■ **Exercise instructions**:
Reproduce every one of the records below word for word, leaving the pictures out of your answer.

++++++++++++++++++++

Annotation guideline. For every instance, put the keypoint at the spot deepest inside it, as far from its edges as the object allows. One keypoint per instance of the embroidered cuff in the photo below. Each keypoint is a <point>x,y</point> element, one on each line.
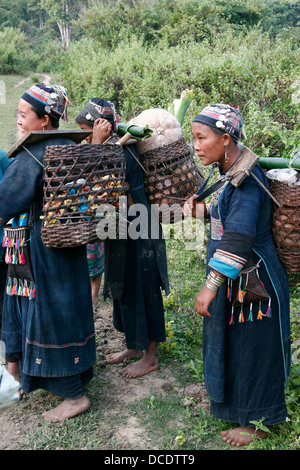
<point>227,263</point>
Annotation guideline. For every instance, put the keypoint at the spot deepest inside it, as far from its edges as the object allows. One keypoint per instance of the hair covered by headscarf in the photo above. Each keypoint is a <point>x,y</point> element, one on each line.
<point>98,108</point>
<point>48,99</point>
<point>224,118</point>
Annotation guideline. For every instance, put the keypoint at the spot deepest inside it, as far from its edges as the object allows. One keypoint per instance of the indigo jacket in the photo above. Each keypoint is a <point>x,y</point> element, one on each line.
<point>59,335</point>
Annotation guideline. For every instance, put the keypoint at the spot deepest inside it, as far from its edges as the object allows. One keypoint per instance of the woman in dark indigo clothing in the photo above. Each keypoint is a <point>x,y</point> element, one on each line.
<point>135,269</point>
<point>246,353</point>
<point>49,338</point>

++++++++++++++++++++

■ **Completed exercise**:
Annotation guideline. For every instance, put the keypoint at the spot deepest inside it, as far from its edges as the object allows. One keypoint per instance of the embroidered cuff in the photo below. Each keypoint is a <point>x,y</point> element, one on each line.
<point>227,263</point>
Annotation guideline. For every instance, put the keypoint at the spot deepest inside it, as far from its edges as the object allows. One keypoint per instance of the hair covered by headscarf in the photo above. Each keypoint is a <point>x,y</point> element, one on each line.
<point>98,108</point>
<point>48,99</point>
<point>224,118</point>
Annotation guideline. For every instance, put the keypoint at the spot deepest inside it, as far from its edges as the object allows. One keypoint per instance of the indigo jacket in the photo above. Each keypoint is a <point>x,y</point> element, one on each line.
<point>59,335</point>
Annotation guideline. For every instance, put the keypoint at the spot deepest inside it, as far from its edges as the object allows. One keypoint per instance of the woman in dark indigo clothing in the photo above. Each keypoint is a <point>x,y</point> element, one on each line.
<point>135,269</point>
<point>246,353</point>
<point>49,338</point>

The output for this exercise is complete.